- THE TASK -
Give only the lines from the one containing "Practice. Place a point on every instance of the green foliage" through the end of the material below, exactly as written.

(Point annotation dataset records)
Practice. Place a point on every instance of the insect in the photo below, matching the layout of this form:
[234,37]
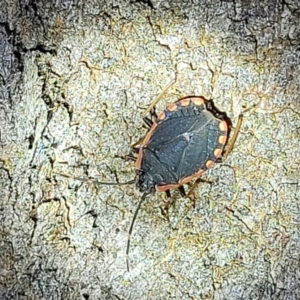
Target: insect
[183,141]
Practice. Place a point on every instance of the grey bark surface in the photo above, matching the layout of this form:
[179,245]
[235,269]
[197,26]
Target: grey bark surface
[75,80]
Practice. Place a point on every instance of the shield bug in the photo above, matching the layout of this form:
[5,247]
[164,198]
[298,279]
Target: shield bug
[183,141]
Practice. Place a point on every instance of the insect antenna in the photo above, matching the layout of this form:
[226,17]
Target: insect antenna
[131,227]
[132,181]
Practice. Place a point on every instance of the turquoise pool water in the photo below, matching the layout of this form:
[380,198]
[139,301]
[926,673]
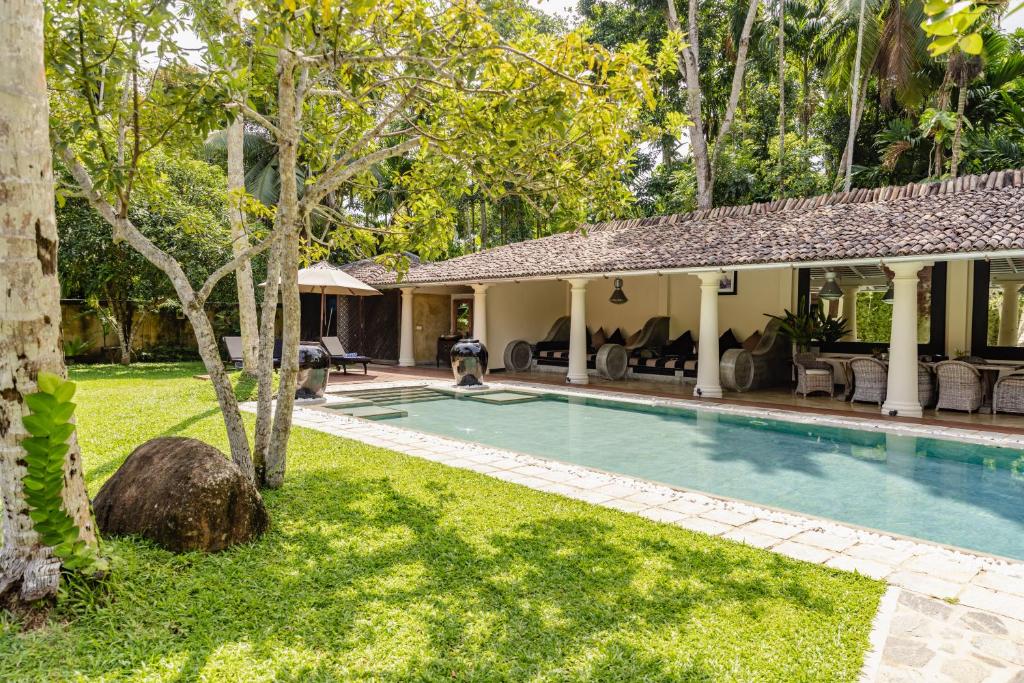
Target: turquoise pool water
[942,491]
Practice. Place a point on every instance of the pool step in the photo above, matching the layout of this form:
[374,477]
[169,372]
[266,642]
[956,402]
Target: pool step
[373,412]
[503,397]
[396,395]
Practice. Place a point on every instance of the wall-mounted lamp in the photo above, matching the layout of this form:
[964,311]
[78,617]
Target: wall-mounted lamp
[830,290]
[617,295]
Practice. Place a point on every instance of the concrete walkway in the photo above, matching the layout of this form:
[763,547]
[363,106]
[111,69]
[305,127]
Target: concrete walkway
[949,614]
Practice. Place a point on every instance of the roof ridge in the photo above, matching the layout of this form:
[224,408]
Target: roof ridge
[964,183]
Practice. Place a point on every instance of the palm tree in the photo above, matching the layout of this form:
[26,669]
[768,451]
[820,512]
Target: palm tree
[964,70]
[854,103]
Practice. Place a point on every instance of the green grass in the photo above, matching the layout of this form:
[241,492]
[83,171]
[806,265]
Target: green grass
[382,566]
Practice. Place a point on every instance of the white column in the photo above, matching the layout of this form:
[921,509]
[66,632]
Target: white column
[406,357]
[850,311]
[901,395]
[709,382]
[1010,313]
[578,333]
[480,312]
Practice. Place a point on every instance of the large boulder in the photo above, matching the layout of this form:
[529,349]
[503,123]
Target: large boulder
[182,495]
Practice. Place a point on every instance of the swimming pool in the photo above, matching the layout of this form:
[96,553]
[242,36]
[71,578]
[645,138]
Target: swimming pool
[942,491]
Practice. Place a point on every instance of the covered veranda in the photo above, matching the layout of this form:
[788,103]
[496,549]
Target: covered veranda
[921,273]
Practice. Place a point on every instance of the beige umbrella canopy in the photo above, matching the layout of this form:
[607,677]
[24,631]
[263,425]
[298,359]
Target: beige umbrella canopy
[324,279]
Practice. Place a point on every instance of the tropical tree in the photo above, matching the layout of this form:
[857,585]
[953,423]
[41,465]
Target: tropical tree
[687,57]
[182,211]
[346,88]
[31,360]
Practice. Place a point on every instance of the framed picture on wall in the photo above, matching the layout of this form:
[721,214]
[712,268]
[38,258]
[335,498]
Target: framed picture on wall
[727,284]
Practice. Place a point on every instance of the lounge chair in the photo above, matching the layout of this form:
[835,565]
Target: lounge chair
[341,358]
[870,380]
[813,375]
[233,346]
[961,386]
[761,367]
[1009,393]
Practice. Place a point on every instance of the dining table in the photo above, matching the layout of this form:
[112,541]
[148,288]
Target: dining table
[990,374]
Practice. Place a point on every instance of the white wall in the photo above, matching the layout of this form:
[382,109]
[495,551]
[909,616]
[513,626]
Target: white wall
[960,282]
[758,292]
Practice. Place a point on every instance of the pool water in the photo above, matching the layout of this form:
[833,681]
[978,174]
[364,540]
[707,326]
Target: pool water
[942,491]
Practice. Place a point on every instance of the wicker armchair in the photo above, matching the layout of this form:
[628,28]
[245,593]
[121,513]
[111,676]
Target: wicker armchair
[1009,393]
[870,380]
[961,387]
[926,385]
[813,375]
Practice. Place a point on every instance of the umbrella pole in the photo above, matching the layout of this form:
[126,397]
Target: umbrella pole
[322,312]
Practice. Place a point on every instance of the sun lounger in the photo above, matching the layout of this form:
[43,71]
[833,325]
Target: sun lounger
[233,346]
[340,358]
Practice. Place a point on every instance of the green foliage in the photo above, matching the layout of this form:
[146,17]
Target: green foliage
[50,426]
[798,327]
[74,347]
[809,325]
[385,566]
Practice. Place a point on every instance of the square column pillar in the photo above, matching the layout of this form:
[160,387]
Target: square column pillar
[578,332]
[406,357]
[709,380]
[850,311]
[901,392]
[480,312]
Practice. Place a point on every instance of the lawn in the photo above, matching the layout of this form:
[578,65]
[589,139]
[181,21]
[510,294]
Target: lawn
[383,566]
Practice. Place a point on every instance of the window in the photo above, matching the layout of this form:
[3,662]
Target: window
[996,326]
[462,316]
[868,314]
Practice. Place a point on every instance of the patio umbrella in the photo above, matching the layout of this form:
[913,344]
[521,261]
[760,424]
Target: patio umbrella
[324,278]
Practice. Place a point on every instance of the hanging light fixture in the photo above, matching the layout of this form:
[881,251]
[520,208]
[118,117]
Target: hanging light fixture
[830,290]
[617,295]
[890,295]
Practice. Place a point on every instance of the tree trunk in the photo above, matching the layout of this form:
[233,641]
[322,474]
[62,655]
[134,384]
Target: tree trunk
[859,115]
[738,74]
[248,324]
[781,98]
[264,392]
[206,340]
[240,242]
[483,223]
[954,156]
[687,62]
[805,116]
[854,104]
[30,307]
[289,227]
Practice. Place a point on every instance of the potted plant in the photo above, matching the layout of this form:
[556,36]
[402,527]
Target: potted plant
[798,328]
[809,325]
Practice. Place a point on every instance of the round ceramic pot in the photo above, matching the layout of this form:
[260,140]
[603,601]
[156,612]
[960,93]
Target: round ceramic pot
[469,363]
[314,371]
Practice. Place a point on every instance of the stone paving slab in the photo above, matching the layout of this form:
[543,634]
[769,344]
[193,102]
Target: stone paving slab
[958,616]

- FULL RESPONSE -
Practice. Place a point on every instance of the green foliage in the photo above, matching the layout of this form:
[146,17]
Target: green foliage
[50,426]
[798,327]
[74,347]
[809,325]
[385,566]
Practice. Place a point on every instance of the square column pillar in the photo above, matching the layout of this form:
[160,387]
Target: square column pillar
[578,332]
[406,357]
[709,380]
[850,311]
[901,392]
[480,312]
Practice. Place a point on every instance of the lawn in the photo above, matching the layout of this form:
[578,65]
[589,139]
[181,21]
[510,294]
Target: lawn
[383,566]
Practice. Place a point on every instance of the window in the photo above, matching the layout of this form:
[3,662]
Target: window
[996,326]
[462,316]
[868,314]
Practice. Place a point on every instance of the patio umbrella in the photo above, matching the layout of this form:
[913,344]
[521,261]
[760,424]
Target: patio umbrella
[324,278]
Practice. Place a point on every instance of the hanging light fixture in the photo above, matching the layout of this form:
[881,251]
[520,208]
[118,117]
Target: hanging light fixture
[830,290]
[617,295]
[890,295]
Practice. Place a point on every instance of the tree trunk in the photo above, matching the layout of this form:
[233,641]
[322,474]
[62,655]
[134,384]
Target: tree trunk
[859,115]
[738,74]
[248,324]
[781,98]
[264,392]
[206,340]
[240,242]
[483,223]
[954,156]
[687,62]
[805,116]
[854,104]
[30,307]
[289,227]
Practice. Place a point on every instance of the potted plant in the photo above, matching the layout of this form:
[556,36]
[402,527]
Target: potted plant
[798,328]
[809,325]
Practice. Place a point on every instance of the round ceramic pot in the photo above, matching the layout of this form:
[260,140]
[603,601]
[156,612]
[960,93]
Target: round ceramic pot
[469,363]
[314,371]
Practice. Place a point on every instance of the stone paving slab in the photo above, matching the layout of this form:
[543,634]
[769,344]
[193,102]
Target: stone paving slab
[958,616]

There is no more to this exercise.